Novel mutation linked to late-onset Alzheimer’s disease

Alzheimer’s disease, a progressive neurodegenerative disorder and the leading cause of dementia worldwide, affects millions of individuals. A recent breakthrough study, from Ruijin Hospital, affiliated with Shanghai Jiao Tong University School of Medicine, China, has revealed a newly discovered mutation, referred to as the “Shanghai APP” mutation, which has been linked to late-onset Alzheimer’s disease (LOAD) and offers fresh insights into the disease’s underlying molecular mechanisms.

Published in Genes & Diseases, The investigation centered around a Chinese patient who experienced memory decline in his mid-70s. Neuroimaging techniques confirmed the presence of widespread amyloid β deposition, a critical characteristic of Alzheimer’s.

▶ [WHAT TO WORK ON] Please reproduce the stretch of the Alzheimer's mutation report from "Alzheimer’s disease, a" through "characteristic of Alzheimer’s." word for word.

▶ [GIVEN ENTRIES]
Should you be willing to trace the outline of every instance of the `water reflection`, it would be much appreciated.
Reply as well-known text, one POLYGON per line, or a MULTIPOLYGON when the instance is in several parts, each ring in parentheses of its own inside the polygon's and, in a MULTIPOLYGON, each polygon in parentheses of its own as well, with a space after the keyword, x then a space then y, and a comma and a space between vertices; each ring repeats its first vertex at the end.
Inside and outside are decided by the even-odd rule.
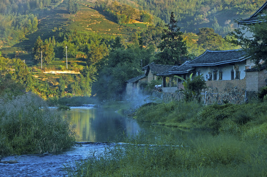
POLYGON ((72 107, 65 112, 67 120, 74 126, 79 142, 124 142, 125 137, 136 137, 139 141, 153 143, 175 141, 183 143, 196 138, 205 138, 211 132, 180 129, 177 127, 137 122, 112 112, 100 108, 72 107), (164 136, 162 136, 164 135, 164 136), (142 140, 143 139, 143 140, 142 140))
POLYGON ((76 132, 77 141, 121 141, 125 136, 134 136, 141 131, 134 120, 123 118, 115 112, 79 107, 65 113, 76 132))

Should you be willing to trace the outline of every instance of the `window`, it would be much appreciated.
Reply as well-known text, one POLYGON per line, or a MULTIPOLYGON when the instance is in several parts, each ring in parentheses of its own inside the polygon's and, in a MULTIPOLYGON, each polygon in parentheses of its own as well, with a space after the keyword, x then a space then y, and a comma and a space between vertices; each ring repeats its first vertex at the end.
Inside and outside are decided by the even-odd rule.
POLYGON ((169 77, 164 77, 163 78, 163 87, 169 87, 169 77))
POLYGON ((232 70, 231 71, 231 80, 234 79, 234 70, 232 70))
POLYGON ((219 80, 223 80, 223 72, 219 72, 219 80))
POLYGON ((217 80, 217 72, 213 72, 213 80, 214 81, 217 80))
POLYGON ((174 77, 171 78, 171 87, 177 87, 177 78, 174 77))
POLYGON ((235 79, 240 79, 240 71, 235 71, 235 79))

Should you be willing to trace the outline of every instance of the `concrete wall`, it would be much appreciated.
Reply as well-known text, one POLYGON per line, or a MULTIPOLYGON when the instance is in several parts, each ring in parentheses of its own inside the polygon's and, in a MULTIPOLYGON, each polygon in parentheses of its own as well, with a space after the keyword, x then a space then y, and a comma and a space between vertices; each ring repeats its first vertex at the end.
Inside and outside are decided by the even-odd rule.
MULTIPOLYGON (((206 81, 206 83, 208 88, 201 91, 201 102, 203 104, 241 104, 257 98, 257 92, 246 91, 246 79, 210 81, 206 81)), ((179 101, 184 98, 183 94, 179 92, 158 92, 153 93, 153 95, 167 102, 179 101)))
MULTIPOLYGON (((205 103, 210 104, 230 103, 240 104, 246 101, 246 79, 230 81, 210 81, 206 82, 207 88, 205 103), (213 93, 213 94, 212 94, 213 93), (217 93, 217 94, 216 94, 217 93)), ((203 96, 205 95, 202 95, 203 96)), ((202 98, 204 101, 204 98, 202 98)))
POLYGON ((267 71, 266 69, 260 71, 247 72, 246 89, 249 91, 258 92, 266 87, 267 71))
POLYGON ((210 80, 206 78, 206 76, 209 74, 211 74, 212 80, 214 80, 213 78, 213 73, 214 71, 217 72, 217 79, 219 79, 219 72, 222 72, 223 74, 222 80, 231 80, 231 71, 234 71, 234 77, 235 78, 236 71, 240 71, 240 79, 243 79, 246 76, 245 70, 246 69, 246 61, 236 62, 234 64, 221 64, 218 66, 198 66, 196 67, 196 72, 199 74, 203 74, 203 76, 205 81, 210 80))

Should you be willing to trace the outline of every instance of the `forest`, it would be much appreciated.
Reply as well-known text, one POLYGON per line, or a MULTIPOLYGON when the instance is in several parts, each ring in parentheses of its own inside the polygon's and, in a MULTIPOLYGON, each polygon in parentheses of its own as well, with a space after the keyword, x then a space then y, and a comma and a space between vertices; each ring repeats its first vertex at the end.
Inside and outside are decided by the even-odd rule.
MULTIPOLYGON (((27 3, 30 5, 28 11, 19 13, 18 11, 14 14, 12 11, 12 8, 15 8, 12 7, 14 4, 11 2, 13 1, 7 0, 6 1, 5 7, 4 8, 1 6, 0 15, 0 23, 4 24, 0 26, 1 32, 0 33, 1 34, 0 46, 12 46, 25 39, 29 35, 27 34, 35 32, 38 29, 39 15, 33 13, 34 10, 44 8, 49 11, 49 8, 56 8, 57 3, 59 2, 55 0, 38 2, 26 0, 21 3, 16 1, 15 4, 17 4, 18 7, 27 3), (33 5, 33 2, 37 2, 35 4, 39 5, 33 5)), ((84 8, 81 3, 78 3, 79 1, 71 2, 73 8, 70 8, 70 2, 71 1, 64 2, 66 5, 62 7, 65 7, 66 9, 66 12, 63 11, 64 13, 74 14, 71 17, 72 20, 68 21, 71 24, 77 23, 75 22, 75 13, 82 13, 82 10, 84 10, 84 8), (67 10, 71 8, 74 11, 67 12, 67 10)), ((165 8, 167 11, 171 10, 168 7, 172 6, 172 4, 180 7, 185 5, 182 3, 183 2, 185 3, 183 1, 167 2, 166 4, 166 4, 165 8)), ((181 22, 188 17, 182 14, 189 14, 191 12, 190 14, 195 15, 200 13, 200 9, 201 8, 207 7, 205 4, 208 3, 210 9, 207 10, 207 14, 210 14, 212 10, 210 10, 214 8, 216 8, 217 12, 234 9, 235 13, 237 12, 240 14, 249 13, 262 5, 261 1, 255 1, 253 4, 249 3, 251 4, 248 5, 249 8, 242 9, 241 5, 238 4, 245 2, 241 1, 239 4, 233 1, 220 1, 219 3, 207 0, 192 1, 192 3, 186 3, 185 7, 187 8, 182 8, 183 10, 180 12, 177 11, 179 8, 174 9, 176 13, 173 13, 172 18, 177 22, 178 31, 176 32, 178 32, 179 38, 183 41, 181 43, 184 44, 183 47, 186 49, 183 55, 194 57, 201 55, 206 50, 229 50, 239 47, 233 47, 225 40, 229 36, 227 35, 223 37, 216 32, 216 28, 209 28, 210 26, 208 24, 205 23, 205 27, 198 29, 195 32, 182 32, 186 26, 181 26, 183 24, 181 22)), ((27 54, 26 62, 31 61, 30 63, 33 64, 32 66, 27 66, 23 62, 19 61, 22 59, 21 54, 23 53, 16 53, 10 59, 7 59, 6 56, 8 55, 5 55, 5 58, 1 57, 2 60, 7 61, 1 64, 3 64, 3 66, 1 66, 1 74, 4 77, 1 79, 2 89, 0 94, 3 95, 11 90, 23 87, 25 88, 25 91, 33 92, 44 99, 95 95, 101 100, 122 99, 120 95, 123 93, 125 81, 141 74, 142 66, 153 61, 166 64, 162 61, 164 59, 161 58, 164 57, 165 55, 161 55, 160 54, 164 54, 165 50, 167 49, 164 46, 165 44, 163 44, 165 40, 163 36, 168 35, 169 32, 168 32, 168 26, 162 21, 158 21, 159 23, 155 23, 157 20, 156 13, 150 11, 153 9, 153 5, 156 8, 155 4, 159 9, 163 8, 164 6, 162 7, 162 5, 164 2, 153 0, 146 2, 147 4, 154 4, 149 6, 151 9, 145 8, 145 6, 141 8, 142 3, 141 1, 134 5, 129 4, 128 1, 124 2, 125 3, 123 2, 119 1, 94 4, 93 8, 99 10, 104 15, 105 13, 113 14, 115 17, 112 20, 121 24, 121 25, 132 23, 131 21, 134 20, 147 22, 147 24, 144 26, 145 28, 136 28, 134 30, 129 28, 127 30, 130 31, 131 34, 124 36, 104 35, 103 33, 82 31, 77 29, 63 30, 59 27, 55 28, 52 30, 58 31, 57 35, 46 37, 42 34, 41 36, 36 37, 35 41, 31 42, 32 50, 27 54), (131 10, 128 10, 129 9, 131 10), (126 11, 128 11, 128 13, 126 11), (146 14, 147 12, 146 12, 151 13, 152 15, 146 14), (145 14, 148 15, 142 16, 145 14), (161 45, 162 47, 160 47, 161 45), (64 61, 67 52, 66 47, 68 59, 67 70, 80 74, 65 74, 59 77, 44 73, 44 71, 49 69, 66 70, 66 61, 64 61), (44 66, 44 69, 41 69, 41 58, 44 66), (12 69, 8 70, 8 67, 12 69), (7 84, 9 78, 12 78, 13 81, 11 85, 7 84), (20 86, 14 86, 12 83, 16 83, 20 86)), ((162 10, 161 12, 164 14, 166 11, 162 10)), ((158 15, 160 17, 163 15, 158 15)), ((167 23, 169 23, 169 18, 170 16, 167 18, 166 17, 165 19, 162 18, 167 23)), ((175 62, 170 63, 169 64, 173 64, 175 62)), ((22 90, 23 89, 19 89, 22 90)))

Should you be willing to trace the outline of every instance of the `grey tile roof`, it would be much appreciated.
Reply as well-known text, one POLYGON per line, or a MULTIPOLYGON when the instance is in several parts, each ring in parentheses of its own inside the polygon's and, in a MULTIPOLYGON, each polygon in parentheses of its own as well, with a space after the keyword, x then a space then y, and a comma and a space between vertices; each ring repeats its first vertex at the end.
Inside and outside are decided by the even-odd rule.
POLYGON ((186 64, 189 62, 189 61, 186 61, 180 66, 173 66, 170 69, 158 74, 157 75, 159 76, 163 76, 171 74, 188 73, 189 71, 194 69, 193 67, 186 65, 186 64))
POLYGON ((246 69, 245 71, 246 72, 252 72, 252 71, 260 71, 263 69, 266 69, 266 65, 262 65, 259 67, 254 67, 250 69, 246 69))
POLYGON ((267 1, 249 18, 242 20, 237 23, 239 25, 245 25, 260 23, 263 21, 266 22, 266 20, 263 19, 263 17, 265 16, 265 14, 263 16, 262 16, 263 11, 266 9, 267 9, 267 1))
POLYGON ((173 66, 173 65, 157 64, 153 62, 143 67, 143 70, 149 69, 153 74, 160 73, 173 66))
POLYGON ((135 82, 142 79, 143 78, 144 78, 146 77, 146 75, 145 74, 142 74, 141 75, 136 76, 135 77, 134 77, 133 78, 130 79, 129 80, 127 81, 126 82, 129 83, 135 83, 135 82))
POLYGON ((227 51, 206 50, 203 54, 186 63, 188 66, 216 66, 242 61, 248 58, 241 50, 227 51))

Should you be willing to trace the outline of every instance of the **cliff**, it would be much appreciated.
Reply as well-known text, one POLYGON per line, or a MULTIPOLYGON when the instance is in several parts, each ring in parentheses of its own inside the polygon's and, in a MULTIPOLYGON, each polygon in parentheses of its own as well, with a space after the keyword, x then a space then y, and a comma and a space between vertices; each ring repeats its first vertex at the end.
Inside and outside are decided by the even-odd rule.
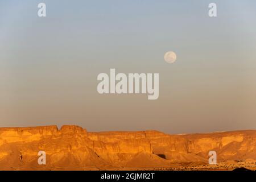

▶ [RESPONSE AREA]
Alzheimer’s disease, a progressive neurodegenerative disorder and the leading cause of dementia worldwide, affects millions of individuals. A recent breakthrough study, from Ruijin Hospital, affiliated with Shanghai Jiao Tong University School of Medicine, China, has revealed a newly discovered mutation, referred to as the “Shanghai APP” mutation, which has been linked to late-onset Alzheimer’s disease (LOAD) and offers fresh insights into the disease’s underlying molecular mechanisms.

Published in Genes & Diseases, The investigation centered around a Chinese patient who experienced memory decline in his mid-70s. Neuroimaging techniques confirmed the presence of widespread amyloid β deposition, a critical characteristic of Alzheimer’s.